WHAT TO DO:
State how many of the lines below contain the word "wooden". Give only the number.
# START OF RECORDS TO USE
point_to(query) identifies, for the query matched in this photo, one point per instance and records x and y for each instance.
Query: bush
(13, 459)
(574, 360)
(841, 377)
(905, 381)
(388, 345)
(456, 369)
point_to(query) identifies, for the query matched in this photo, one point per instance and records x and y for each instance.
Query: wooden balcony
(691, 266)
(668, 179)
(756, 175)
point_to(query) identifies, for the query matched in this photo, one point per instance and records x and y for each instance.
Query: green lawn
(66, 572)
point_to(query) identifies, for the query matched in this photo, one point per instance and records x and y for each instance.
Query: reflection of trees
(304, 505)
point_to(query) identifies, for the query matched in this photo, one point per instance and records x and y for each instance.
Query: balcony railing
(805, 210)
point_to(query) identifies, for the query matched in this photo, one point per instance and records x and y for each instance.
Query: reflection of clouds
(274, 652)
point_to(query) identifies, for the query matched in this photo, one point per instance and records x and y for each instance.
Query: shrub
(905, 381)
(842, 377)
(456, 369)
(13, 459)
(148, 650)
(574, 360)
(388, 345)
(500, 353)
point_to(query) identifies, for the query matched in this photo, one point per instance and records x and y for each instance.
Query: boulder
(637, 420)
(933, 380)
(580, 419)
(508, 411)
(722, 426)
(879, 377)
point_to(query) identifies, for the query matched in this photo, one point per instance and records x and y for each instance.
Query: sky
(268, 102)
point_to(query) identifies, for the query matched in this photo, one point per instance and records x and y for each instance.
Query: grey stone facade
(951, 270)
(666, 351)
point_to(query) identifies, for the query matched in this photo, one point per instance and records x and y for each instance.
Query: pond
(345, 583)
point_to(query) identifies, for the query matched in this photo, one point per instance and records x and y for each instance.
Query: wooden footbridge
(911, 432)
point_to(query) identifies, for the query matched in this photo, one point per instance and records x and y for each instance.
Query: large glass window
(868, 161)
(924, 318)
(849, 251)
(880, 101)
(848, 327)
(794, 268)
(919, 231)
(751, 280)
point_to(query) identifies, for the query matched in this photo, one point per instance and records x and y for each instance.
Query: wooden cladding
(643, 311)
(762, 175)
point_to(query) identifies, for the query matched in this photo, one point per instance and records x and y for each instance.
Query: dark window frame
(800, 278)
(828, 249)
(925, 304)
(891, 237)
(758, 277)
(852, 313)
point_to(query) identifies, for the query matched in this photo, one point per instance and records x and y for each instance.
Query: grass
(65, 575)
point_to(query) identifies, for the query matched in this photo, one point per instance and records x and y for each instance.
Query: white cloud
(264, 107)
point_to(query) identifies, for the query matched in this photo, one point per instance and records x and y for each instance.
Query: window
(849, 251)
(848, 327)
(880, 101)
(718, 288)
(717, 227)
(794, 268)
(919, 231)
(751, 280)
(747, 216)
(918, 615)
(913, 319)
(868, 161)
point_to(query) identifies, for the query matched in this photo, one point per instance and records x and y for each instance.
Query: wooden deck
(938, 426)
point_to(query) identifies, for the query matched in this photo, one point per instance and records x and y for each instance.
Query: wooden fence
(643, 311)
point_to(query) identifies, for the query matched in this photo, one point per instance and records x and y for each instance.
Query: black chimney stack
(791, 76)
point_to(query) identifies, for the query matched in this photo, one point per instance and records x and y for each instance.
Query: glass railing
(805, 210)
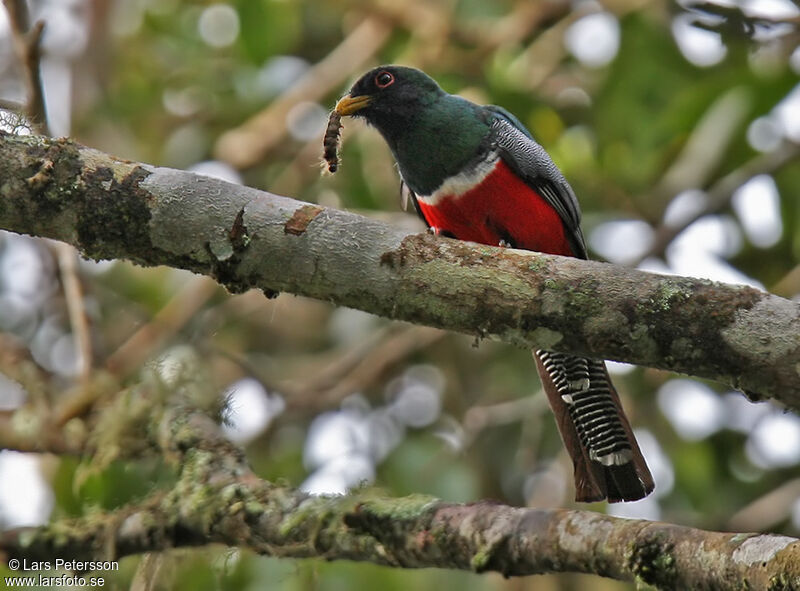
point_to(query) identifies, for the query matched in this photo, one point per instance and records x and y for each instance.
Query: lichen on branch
(245, 238)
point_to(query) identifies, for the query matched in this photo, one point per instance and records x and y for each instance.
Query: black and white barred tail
(607, 459)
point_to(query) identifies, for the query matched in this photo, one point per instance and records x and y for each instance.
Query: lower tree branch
(217, 499)
(110, 208)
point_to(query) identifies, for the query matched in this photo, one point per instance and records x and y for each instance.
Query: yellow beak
(348, 105)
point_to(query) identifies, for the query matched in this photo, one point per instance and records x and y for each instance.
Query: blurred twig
(360, 367)
(73, 293)
(27, 42)
(247, 144)
(789, 285)
(478, 418)
(179, 310)
(720, 194)
(217, 498)
(769, 510)
(26, 45)
(704, 149)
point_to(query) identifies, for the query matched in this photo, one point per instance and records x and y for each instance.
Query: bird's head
(390, 96)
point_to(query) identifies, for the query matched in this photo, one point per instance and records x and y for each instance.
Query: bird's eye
(384, 79)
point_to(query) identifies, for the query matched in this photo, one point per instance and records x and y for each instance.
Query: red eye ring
(384, 79)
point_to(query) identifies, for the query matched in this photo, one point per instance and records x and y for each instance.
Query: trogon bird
(475, 173)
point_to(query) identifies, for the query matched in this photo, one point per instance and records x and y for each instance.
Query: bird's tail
(608, 462)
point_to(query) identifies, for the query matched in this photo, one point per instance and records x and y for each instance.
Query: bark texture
(217, 499)
(111, 208)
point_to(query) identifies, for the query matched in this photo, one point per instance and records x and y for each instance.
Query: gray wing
(531, 163)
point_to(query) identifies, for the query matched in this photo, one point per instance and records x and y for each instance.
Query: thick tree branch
(244, 238)
(217, 499)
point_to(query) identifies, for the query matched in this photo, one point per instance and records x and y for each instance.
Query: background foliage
(645, 106)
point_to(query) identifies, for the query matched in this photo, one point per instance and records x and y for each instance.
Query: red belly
(502, 207)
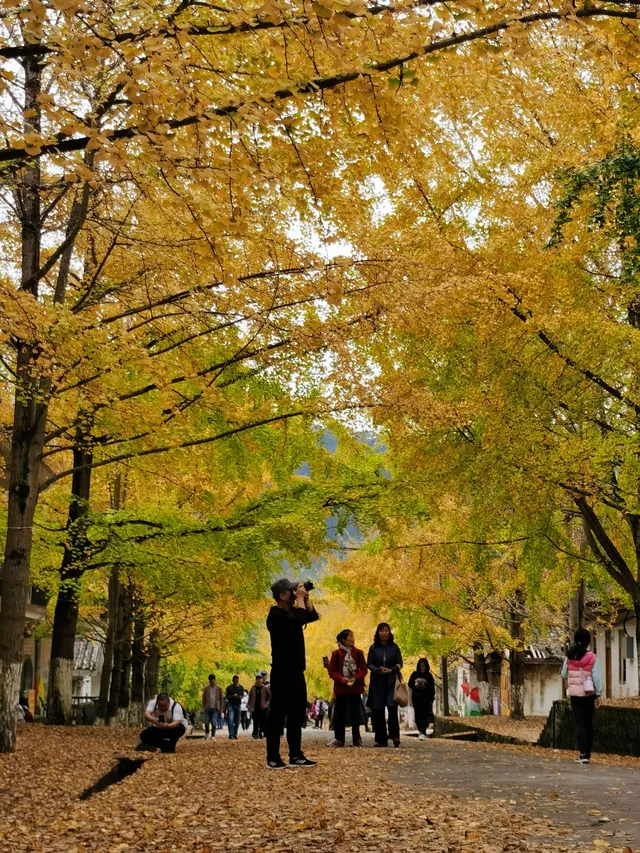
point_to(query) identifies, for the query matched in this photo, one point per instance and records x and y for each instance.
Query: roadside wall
(617, 730)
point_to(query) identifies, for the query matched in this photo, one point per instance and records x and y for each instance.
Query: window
(622, 657)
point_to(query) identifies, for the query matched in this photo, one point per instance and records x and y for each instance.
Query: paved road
(534, 781)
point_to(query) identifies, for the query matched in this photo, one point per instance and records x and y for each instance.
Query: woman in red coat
(348, 669)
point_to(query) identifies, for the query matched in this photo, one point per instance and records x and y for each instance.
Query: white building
(616, 650)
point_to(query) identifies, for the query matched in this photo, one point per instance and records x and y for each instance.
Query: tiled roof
(87, 655)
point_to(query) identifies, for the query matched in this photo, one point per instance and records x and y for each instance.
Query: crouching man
(167, 724)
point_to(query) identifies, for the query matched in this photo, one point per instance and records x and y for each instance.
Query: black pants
(380, 725)
(166, 739)
(259, 722)
(288, 701)
(424, 715)
(583, 710)
(347, 703)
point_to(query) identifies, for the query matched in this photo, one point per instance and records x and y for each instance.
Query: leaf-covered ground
(218, 797)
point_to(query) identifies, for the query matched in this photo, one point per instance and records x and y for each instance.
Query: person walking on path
(285, 624)
(211, 706)
(244, 712)
(167, 724)
(319, 711)
(384, 661)
(348, 669)
(235, 692)
(584, 688)
(258, 705)
(423, 693)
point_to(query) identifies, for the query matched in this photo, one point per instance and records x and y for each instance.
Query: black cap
(281, 586)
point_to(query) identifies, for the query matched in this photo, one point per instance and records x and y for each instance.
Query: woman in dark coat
(348, 670)
(384, 662)
(423, 692)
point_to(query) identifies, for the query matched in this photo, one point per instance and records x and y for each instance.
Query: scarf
(349, 667)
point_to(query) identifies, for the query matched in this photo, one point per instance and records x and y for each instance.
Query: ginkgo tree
(252, 120)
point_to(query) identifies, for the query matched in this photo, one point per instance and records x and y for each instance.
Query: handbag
(401, 692)
(587, 682)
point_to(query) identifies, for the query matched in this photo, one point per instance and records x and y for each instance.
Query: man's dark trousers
(288, 700)
(166, 739)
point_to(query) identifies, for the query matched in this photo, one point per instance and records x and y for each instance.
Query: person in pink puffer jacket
(584, 688)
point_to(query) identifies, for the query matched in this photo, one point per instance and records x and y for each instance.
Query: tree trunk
# END OF RECORDS TO USE
SOLUTION TO THIS TASK:
5